# Required actions
**A)** In the passage on Iphicratic spears, what length did Iphicrates increase hoplite spears to?
**B)** Reproduce the passage on Iphicratic spears, starting at "The presence of" and ending at "set upon him.".
**C)** Carry on the passage on Iphicratic spears from the point where it stops.

# Document segment

They are too long to be Persian spears. The best explanation is that they are spears of hoplites armed in the Iphicratic fashion.  Iphicrates (418-353BC) was an Athenian general who introduced several military reforms, among which was the use of longer spears, increasing them from 9 feet in length to about 13.5 feet. Somewhere around 378BC he went with a force of mercenaries to help the Persians conquer Egypt. What happened to the mercenaries is not recorded, but by the time Alexander reached Gaugamela, any surviving hoplites in Darius’ service had been equipped with the longer spears (if they didn’t have them already) to counter the sarissas of the Macedonian phalanx, as recorded by Diodorus:

"By the time he heard of his arrival, Darius had already assembled his forces from all directions and made everything ready for battle. He had fashioned swords [xiphe = xiphos] and lances [xusta = xyston] much longer than his earlier types because it was thought Alexander had had a great advantage in this respect in the battle in Cilicia." - Diodorus: XVII. 53. 1


The presence of long-speared hoplites near the Persian king points to Gaugamela – where part of his personal bodyguard consisted of hoplites – rather than Issus, where he was some distance from hoplites at the moment Alexander set upon him.

# Supplied material
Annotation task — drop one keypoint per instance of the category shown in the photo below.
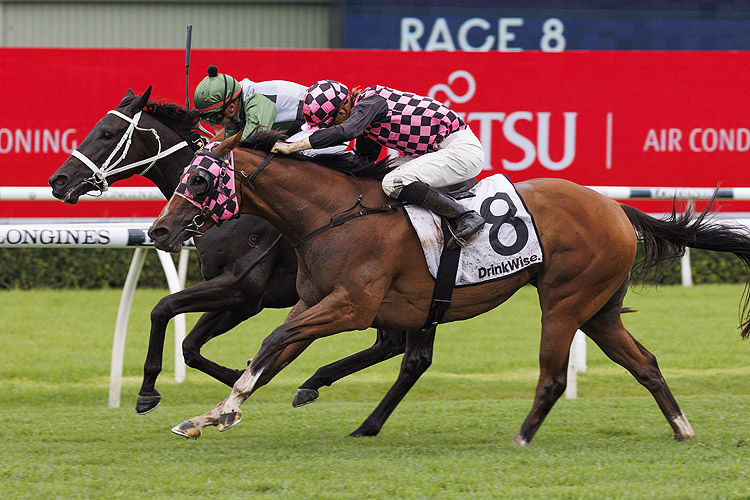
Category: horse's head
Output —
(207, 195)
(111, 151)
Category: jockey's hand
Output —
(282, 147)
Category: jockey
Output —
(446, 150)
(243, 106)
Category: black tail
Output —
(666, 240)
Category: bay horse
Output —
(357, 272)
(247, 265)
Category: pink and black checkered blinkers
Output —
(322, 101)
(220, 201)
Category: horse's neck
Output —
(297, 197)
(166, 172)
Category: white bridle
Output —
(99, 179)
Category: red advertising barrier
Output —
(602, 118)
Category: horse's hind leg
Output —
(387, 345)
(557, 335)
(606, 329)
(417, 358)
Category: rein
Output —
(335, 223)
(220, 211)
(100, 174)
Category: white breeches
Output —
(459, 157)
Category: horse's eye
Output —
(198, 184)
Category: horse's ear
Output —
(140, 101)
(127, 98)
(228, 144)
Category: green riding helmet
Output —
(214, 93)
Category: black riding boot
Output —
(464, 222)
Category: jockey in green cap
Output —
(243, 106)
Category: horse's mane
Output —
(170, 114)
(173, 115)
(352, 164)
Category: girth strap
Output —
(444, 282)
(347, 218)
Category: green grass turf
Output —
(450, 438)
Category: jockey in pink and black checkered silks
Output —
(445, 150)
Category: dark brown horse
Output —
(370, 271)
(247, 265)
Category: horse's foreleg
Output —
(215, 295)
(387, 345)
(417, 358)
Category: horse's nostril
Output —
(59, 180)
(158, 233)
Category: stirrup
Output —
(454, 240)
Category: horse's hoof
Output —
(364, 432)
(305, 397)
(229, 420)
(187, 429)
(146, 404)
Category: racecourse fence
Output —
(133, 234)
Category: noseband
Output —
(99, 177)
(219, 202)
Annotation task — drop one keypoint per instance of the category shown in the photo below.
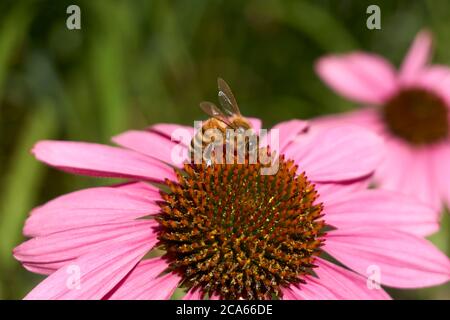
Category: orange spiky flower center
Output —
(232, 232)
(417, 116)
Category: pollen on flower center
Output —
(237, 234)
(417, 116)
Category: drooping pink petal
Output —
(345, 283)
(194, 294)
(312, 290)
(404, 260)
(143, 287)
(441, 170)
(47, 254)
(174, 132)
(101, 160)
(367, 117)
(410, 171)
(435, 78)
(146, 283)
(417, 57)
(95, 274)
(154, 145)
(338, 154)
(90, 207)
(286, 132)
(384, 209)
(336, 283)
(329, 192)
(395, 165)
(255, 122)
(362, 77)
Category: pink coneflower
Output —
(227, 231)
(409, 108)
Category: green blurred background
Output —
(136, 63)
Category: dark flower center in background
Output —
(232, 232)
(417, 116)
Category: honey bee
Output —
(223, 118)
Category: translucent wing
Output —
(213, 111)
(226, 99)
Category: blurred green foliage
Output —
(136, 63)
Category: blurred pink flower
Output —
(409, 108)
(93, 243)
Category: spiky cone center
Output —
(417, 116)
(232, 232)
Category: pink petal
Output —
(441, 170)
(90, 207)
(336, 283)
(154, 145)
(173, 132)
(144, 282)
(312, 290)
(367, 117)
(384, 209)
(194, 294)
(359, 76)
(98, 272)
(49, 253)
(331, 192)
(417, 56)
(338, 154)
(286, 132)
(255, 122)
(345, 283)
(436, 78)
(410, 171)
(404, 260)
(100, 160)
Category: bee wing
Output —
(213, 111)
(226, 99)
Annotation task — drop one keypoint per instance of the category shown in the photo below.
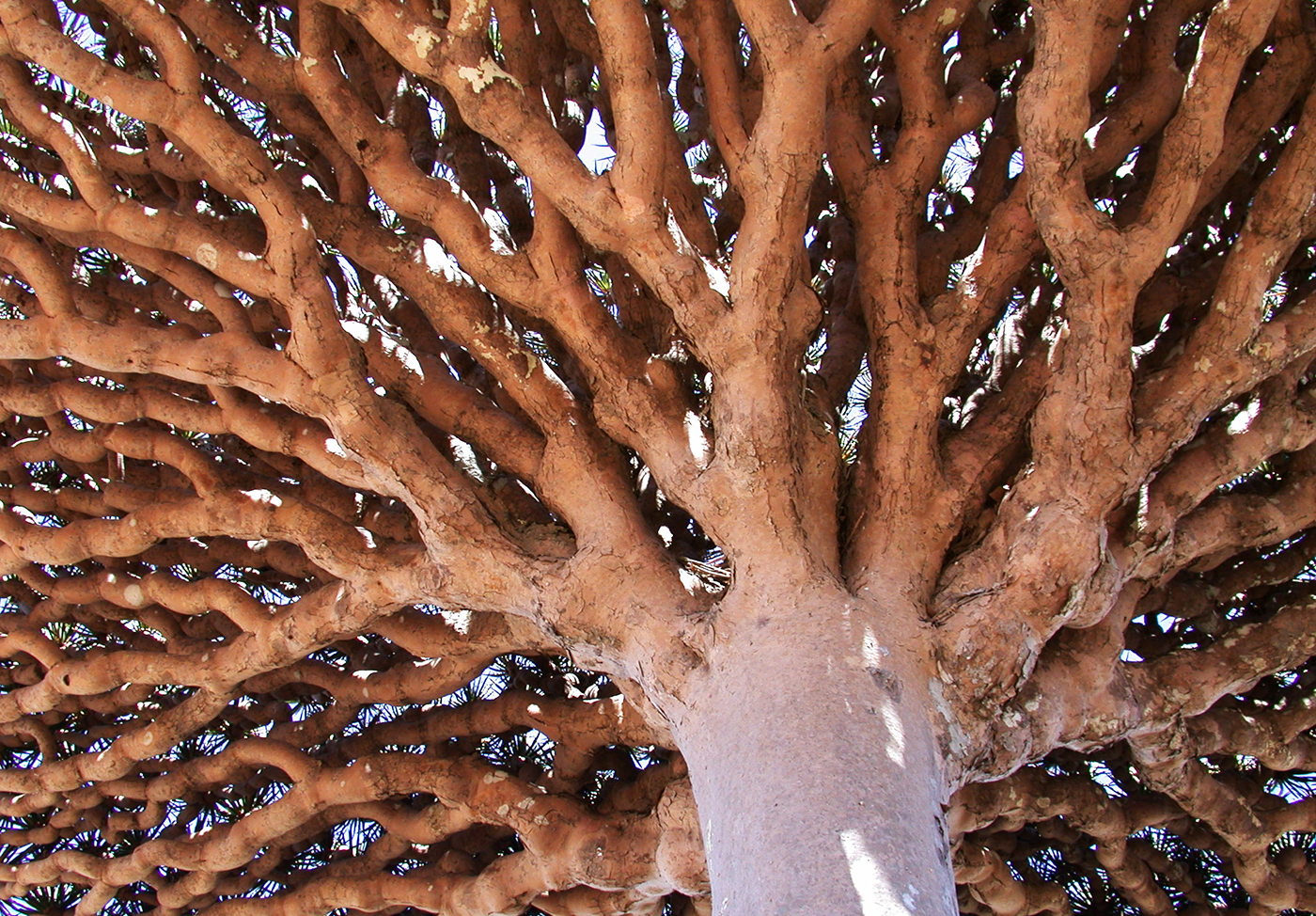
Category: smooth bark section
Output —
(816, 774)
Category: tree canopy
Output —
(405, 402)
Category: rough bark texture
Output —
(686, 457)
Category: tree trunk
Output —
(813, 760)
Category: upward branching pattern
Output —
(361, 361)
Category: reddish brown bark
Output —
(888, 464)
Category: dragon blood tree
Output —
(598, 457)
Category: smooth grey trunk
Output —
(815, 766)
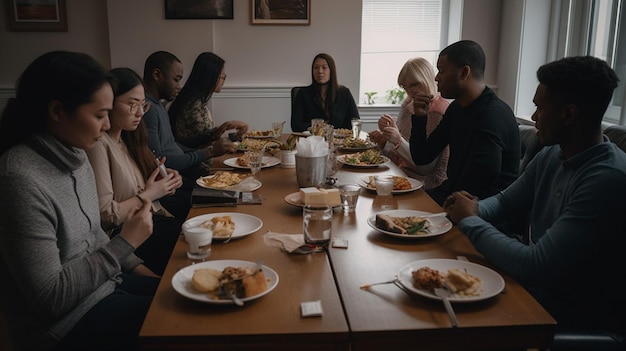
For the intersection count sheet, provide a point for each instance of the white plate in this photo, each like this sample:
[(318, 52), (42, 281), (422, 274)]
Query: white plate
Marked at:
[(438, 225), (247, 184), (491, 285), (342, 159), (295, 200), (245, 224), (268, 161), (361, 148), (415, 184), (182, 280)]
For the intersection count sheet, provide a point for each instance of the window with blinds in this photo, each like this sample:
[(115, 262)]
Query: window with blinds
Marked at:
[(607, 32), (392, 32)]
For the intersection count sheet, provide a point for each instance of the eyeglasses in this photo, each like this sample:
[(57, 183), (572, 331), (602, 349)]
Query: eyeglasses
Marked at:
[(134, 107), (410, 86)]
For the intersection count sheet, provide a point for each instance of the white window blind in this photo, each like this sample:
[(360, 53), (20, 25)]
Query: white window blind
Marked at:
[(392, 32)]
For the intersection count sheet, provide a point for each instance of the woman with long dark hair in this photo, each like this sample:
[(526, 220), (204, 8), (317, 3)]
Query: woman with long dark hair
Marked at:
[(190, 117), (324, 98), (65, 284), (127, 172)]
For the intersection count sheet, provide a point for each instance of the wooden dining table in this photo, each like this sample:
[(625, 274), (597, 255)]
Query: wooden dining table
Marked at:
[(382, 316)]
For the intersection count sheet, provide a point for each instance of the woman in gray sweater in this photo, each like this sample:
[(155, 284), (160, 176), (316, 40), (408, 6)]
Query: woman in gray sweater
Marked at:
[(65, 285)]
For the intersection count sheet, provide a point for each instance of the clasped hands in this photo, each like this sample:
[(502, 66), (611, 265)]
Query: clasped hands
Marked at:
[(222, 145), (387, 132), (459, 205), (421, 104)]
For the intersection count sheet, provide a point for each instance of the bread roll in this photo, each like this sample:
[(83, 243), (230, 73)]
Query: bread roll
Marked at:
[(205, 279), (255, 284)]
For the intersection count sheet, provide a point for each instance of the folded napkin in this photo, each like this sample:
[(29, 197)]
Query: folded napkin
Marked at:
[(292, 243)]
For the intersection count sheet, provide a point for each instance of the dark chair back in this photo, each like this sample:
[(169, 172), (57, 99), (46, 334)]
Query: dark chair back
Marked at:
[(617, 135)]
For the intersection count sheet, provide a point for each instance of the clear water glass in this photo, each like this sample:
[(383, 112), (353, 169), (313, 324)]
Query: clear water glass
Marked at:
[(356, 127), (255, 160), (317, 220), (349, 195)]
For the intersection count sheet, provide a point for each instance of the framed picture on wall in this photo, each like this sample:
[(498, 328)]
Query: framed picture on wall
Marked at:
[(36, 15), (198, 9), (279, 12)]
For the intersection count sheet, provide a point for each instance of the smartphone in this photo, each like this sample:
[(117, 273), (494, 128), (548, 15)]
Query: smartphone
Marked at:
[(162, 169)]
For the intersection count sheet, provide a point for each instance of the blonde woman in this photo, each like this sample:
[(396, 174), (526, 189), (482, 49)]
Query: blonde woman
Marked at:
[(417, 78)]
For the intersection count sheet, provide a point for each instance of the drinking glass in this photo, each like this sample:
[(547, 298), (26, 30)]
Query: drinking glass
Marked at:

# Answers by task
**A)** About 13.5 feet, up from 9 feet.

**B)**
The presence of long-speared hoplites near the Persian king points to Gaugamela – where part of his personal bodyguard consisted of hoplites – rather than Issus, where he was some distance from hoplites at the moment Alexander set upon him.

**C)**
The interesting thing about the mosaic is that it shows most of the hoplites in the background, whilst Alexander and his Companions attack the Persian mounted guard in the foreground.
As the Persian royal bodyguard attempted to slow down Alexander, Darius turned and fled.

5. India

After his victory at Gaugamela, the rest of the Persian empire fell to Alexander. With Persia at his feet, the last part of the known world in the east for him to conquer – as far as he knew – was India.
Crossing the Hindu Kush, the Macedonian army defeated Porus, though at a cost, but refused to go any further. The troops’ spokesman, Coenus, finally convinced Alexander to let them return home, but his agreement was conditional: they would not retrace their steps westwards though the Hindu Kush, but rather march south and then turn west once they reached the Indian Ocean.  Alexander may have counted on submitting the territories in his path without any serious fighting, but news arrived that the Mali and the Oxydracians, traditional enemies, had formed an alliance to prevent the Macedonians from passing through their realms. Alexander moved fast, determined to fight them before their forces could unite.
After a sophisticated campaign he met the Mallian army at the river Hydraotis.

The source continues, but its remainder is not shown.